[Passage provided]
◆ ◆ ◆

I am only 6000 words away from my goal. It's sort of exciting, but mostly a relief. I can't wait until I no longer feel guilty for only writing my single poem a day. Really. It's going to be a huge load off my shoulders. Although a part of me thinks that this much writing can only be helping. Even with my poetry.

Interesting fact. Word says I have spent 5089 minutes working on this novel. Which is about 85 hours. Which is about 3 hours a day. Which is about right, in the long run. Probably closer to 2 hours most days, and more some others, with a few hours where Word is open, and counting my time, but I'm doing something else like watching youtube videos or wasting time on Facebook.

You know how that goes.

NaNoWriMo, Day 29 - 48110

4028 words. That is officially a new record for one day. Hot damn. It was a combination of not wanting to have to write thousands and thousands of words on the very last day, after a full day at work, and partially because the last chapter I wrote was kind of interesting in its own way, even if I'm not entirely sure how I feel about the way I told it. It might be better served scattered throughout. But I digress.

I am one chapter away from the conclusion to my novel. There may be a prologue, but there needn't be. So at the end of this month (it'll technically be at the start of this next month, due to the way time works for me because of working third shift), that is tomorrow, I will have a novel that were someone to pick up and read, would have plot points, characters, and a conclusion. It's not especially amazing to me, but still something I'm proud of. At this point, that person who picks up this novel would notice a ton of glaring mistakes, such as my lack of inclusion of any sense of where the events are taking place (I didn't feel like figuring out where on the map things were happening, when they happened.) as well as the mention in opening chapters of a couple of characters who change or are dropped altogether.

◆ ◆ ◆

[Entries supplied]

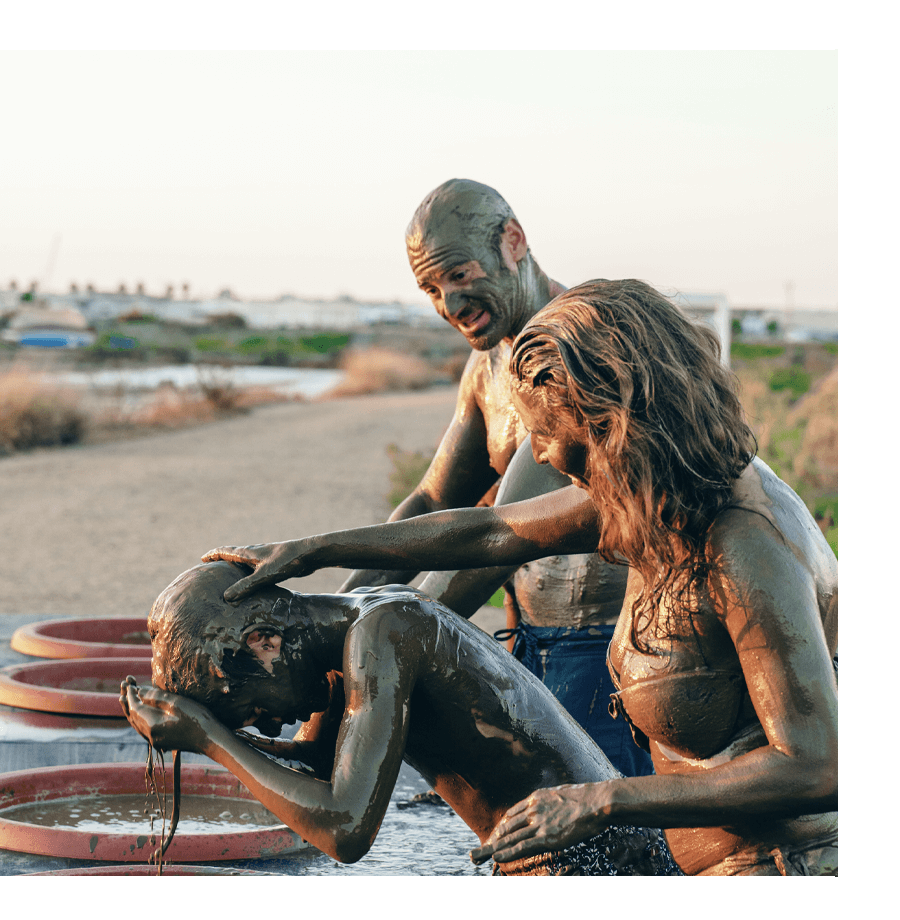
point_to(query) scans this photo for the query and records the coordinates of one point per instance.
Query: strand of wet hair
(158, 854)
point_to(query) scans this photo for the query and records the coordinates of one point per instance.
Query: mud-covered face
(471, 287)
(556, 436)
(270, 702)
(235, 658)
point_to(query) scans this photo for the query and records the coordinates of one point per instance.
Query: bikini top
(695, 713)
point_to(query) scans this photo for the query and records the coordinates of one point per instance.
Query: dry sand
(101, 530)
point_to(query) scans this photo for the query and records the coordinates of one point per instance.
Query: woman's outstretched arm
(562, 522)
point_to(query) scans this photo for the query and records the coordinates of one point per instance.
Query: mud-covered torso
(492, 388)
(580, 590)
(688, 696)
(483, 730)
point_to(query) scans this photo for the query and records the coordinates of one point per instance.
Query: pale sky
(276, 172)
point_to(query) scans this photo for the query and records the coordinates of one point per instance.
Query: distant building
(38, 325)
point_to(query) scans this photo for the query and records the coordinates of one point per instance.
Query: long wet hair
(666, 433)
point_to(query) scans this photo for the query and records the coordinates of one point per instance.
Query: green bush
(750, 352)
(793, 378)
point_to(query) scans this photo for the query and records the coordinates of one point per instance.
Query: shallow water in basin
(129, 814)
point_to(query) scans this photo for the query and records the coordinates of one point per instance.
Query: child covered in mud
(378, 676)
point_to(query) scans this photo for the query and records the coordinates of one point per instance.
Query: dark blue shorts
(572, 663)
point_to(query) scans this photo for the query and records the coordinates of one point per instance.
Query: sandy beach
(102, 529)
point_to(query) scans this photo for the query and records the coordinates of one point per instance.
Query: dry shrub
(37, 413)
(172, 408)
(379, 370)
(817, 461)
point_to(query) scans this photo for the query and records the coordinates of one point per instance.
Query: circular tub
(83, 785)
(87, 637)
(149, 871)
(76, 686)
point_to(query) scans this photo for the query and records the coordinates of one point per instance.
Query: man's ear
(513, 244)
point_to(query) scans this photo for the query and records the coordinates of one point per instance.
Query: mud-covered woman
(723, 653)
(376, 676)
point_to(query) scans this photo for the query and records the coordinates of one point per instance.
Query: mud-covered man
(470, 255)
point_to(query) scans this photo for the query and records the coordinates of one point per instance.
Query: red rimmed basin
(88, 637)
(148, 871)
(76, 686)
(86, 781)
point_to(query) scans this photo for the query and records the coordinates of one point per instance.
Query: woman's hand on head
(166, 720)
(271, 562)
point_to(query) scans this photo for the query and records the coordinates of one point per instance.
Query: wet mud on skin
(415, 839)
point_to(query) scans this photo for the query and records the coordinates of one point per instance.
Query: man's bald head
(459, 209)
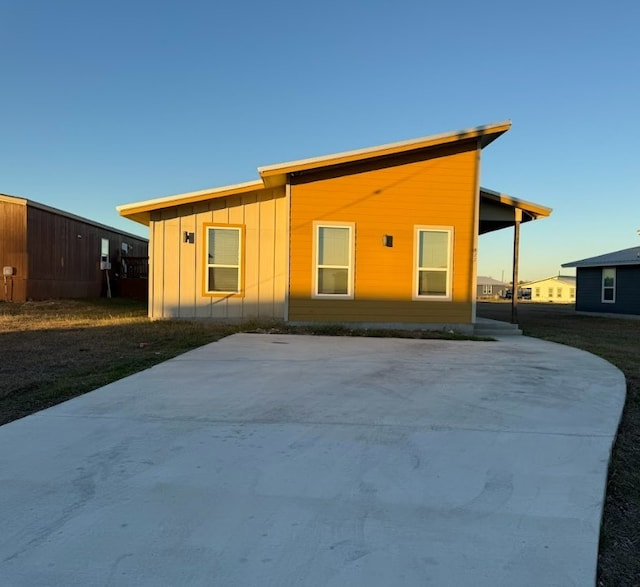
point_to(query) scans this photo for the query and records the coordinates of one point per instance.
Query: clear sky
(109, 103)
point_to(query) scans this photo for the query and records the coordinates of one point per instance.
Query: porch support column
(516, 255)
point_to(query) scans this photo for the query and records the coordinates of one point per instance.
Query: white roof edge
(614, 258)
(524, 203)
(372, 150)
(247, 185)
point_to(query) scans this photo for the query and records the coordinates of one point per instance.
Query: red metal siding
(13, 249)
(64, 256)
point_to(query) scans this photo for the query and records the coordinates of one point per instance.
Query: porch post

◆ ◆ ◆

[Exercise 1] List every number written in digits in the NaNoWriMo post, in the order they appear.
[Exercise 2] According to the NaNoWriMo post, how many minutes does Word say have been spent on the novel?

[Task solution 1] 6000, 5089, 85, 3, 2, 29, 48110, 4028

[Task solution 2] 5089 minutes.